Exercise task: Images are excluded; otherwise, output every record exactly.

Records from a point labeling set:

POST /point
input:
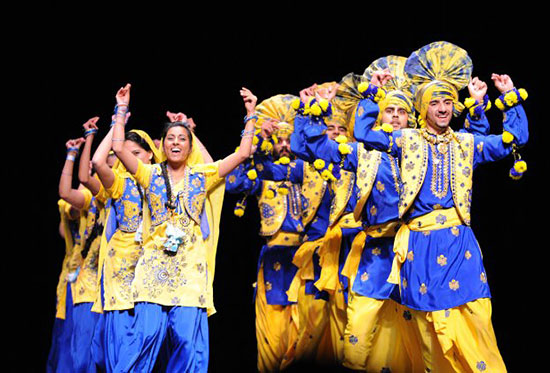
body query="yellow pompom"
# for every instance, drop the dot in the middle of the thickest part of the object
(499, 104)
(295, 104)
(316, 110)
(520, 166)
(469, 102)
(239, 211)
(283, 190)
(323, 103)
(362, 87)
(319, 164)
(327, 175)
(507, 137)
(266, 146)
(344, 149)
(341, 139)
(511, 98)
(386, 127)
(284, 160)
(523, 94)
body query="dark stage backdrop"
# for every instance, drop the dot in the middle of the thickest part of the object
(180, 60)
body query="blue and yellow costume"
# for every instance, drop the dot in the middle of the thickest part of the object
(120, 249)
(281, 208)
(59, 357)
(85, 289)
(172, 288)
(438, 263)
(341, 227)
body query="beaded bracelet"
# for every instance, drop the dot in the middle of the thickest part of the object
(89, 132)
(247, 118)
(511, 98)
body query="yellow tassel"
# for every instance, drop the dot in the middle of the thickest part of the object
(507, 137)
(386, 127)
(520, 166)
(319, 164)
(284, 160)
(341, 139)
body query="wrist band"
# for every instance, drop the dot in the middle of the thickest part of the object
(247, 118)
(89, 132)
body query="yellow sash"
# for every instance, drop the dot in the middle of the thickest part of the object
(437, 219)
(329, 253)
(354, 257)
(303, 259)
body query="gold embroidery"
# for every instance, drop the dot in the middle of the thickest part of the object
(454, 285)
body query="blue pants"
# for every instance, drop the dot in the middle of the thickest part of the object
(84, 322)
(59, 357)
(153, 337)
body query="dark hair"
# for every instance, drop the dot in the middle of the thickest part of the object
(134, 137)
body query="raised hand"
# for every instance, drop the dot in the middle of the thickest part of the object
(249, 100)
(308, 93)
(123, 95)
(502, 82)
(477, 89)
(74, 144)
(381, 77)
(268, 127)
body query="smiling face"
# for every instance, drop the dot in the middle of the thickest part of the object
(396, 116)
(439, 114)
(334, 130)
(144, 155)
(177, 144)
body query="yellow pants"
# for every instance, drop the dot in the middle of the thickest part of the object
(378, 337)
(276, 331)
(460, 339)
(313, 343)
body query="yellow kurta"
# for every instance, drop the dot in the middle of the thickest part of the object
(118, 261)
(85, 287)
(180, 279)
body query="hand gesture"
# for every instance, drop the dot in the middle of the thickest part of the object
(502, 82)
(477, 89)
(90, 124)
(381, 77)
(307, 94)
(176, 117)
(249, 100)
(123, 95)
(327, 93)
(268, 127)
(74, 143)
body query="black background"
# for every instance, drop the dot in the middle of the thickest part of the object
(183, 59)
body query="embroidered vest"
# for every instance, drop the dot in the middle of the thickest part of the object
(129, 207)
(367, 168)
(342, 190)
(414, 165)
(313, 189)
(193, 197)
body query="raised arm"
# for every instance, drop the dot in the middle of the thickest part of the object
(66, 191)
(84, 169)
(233, 160)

Solution for this task:
POST /point
input:
body query="yellow pompom"
# for every instance, drop the dot in the middle of the thickest part of the object
(499, 104)
(295, 104)
(316, 110)
(520, 166)
(469, 102)
(239, 211)
(283, 190)
(323, 103)
(362, 87)
(319, 164)
(327, 175)
(507, 137)
(266, 146)
(344, 149)
(341, 139)
(511, 98)
(386, 127)
(284, 160)
(523, 94)
body query="dark stage backdrop"
# for every instance, drop the dot in the middle of the thickest part of the object
(180, 60)
body query="blue and yellow costume"
# for every instance, drop the dot in the middle of the thickest part of the object
(120, 249)
(281, 208)
(59, 357)
(85, 289)
(172, 288)
(438, 263)
(341, 227)
body query="beaded bracelet"
# for every instance, drop the dot in the middle of the thickest part of the object
(89, 132)
(247, 118)
(511, 98)
body query="yellow tassel"
# for every instance, drop the dot in the middle of the thickest part of the object
(507, 137)
(386, 127)
(520, 166)
(319, 164)
(284, 160)
(341, 139)
body query="wrist band"
# for every instance, drop the dot in the middle of the thickest part of the object
(247, 118)
(89, 132)
body query="yellow sash"
# for every instance, drop the dot in the middle of the thickest part of the object
(437, 219)
(329, 253)
(354, 257)
(303, 259)
body query="gold embroidery"
# for every instance, drop the dot in the middle of the thickest part of the object
(454, 285)
body query="blue pants"
# for every instance, drop the dot in the middle of the thickest part of the object
(84, 322)
(59, 357)
(153, 337)
body query="dark hair"
# for every instance, drop the dot in the middle of the thickest part of the object
(134, 137)
body query="raised hand"
# for every instance, drop the dot in the middle of the thickest part of the object
(249, 100)
(308, 93)
(123, 95)
(502, 82)
(477, 89)
(74, 144)
(381, 77)
(268, 127)
body query="smiling face"
# for every instance, drop the dot in the middle of the thickest part of the object
(396, 116)
(439, 114)
(334, 130)
(144, 155)
(177, 144)
body query="yellow pants"
# for every instance, drop the dot in the middle of the thickest part of the object
(378, 337)
(276, 331)
(460, 339)
(313, 343)
body query="yellow kurta"
# for every instance, drop the dot in the middle of the thickest part of the object
(118, 261)
(85, 287)
(180, 279)
body query="hand gesture"
# for every instance, drop the dot in the middle of the thickest part of the object
(502, 82)
(477, 89)
(90, 124)
(381, 77)
(307, 94)
(176, 117)
(249, 100)
(123, 95)
(327, 93)
(268, 127)
(74, 143)
body query="black background"
# for every instance, drop the dot in the middle of the thickest part of the object
(183, 59)
body query="embroidered vest"
# for every instance, drop the dot in the middle of the thickest part of the object
(129, 207)
(367, 168)
(342, 190)
(414, 165)
(313, 189)
(193, 197)
body query="raised arm"
# for every instance, drop the dot in the middle of the thickest part of the object
(66, 191)
(84, 169)
(233, 160)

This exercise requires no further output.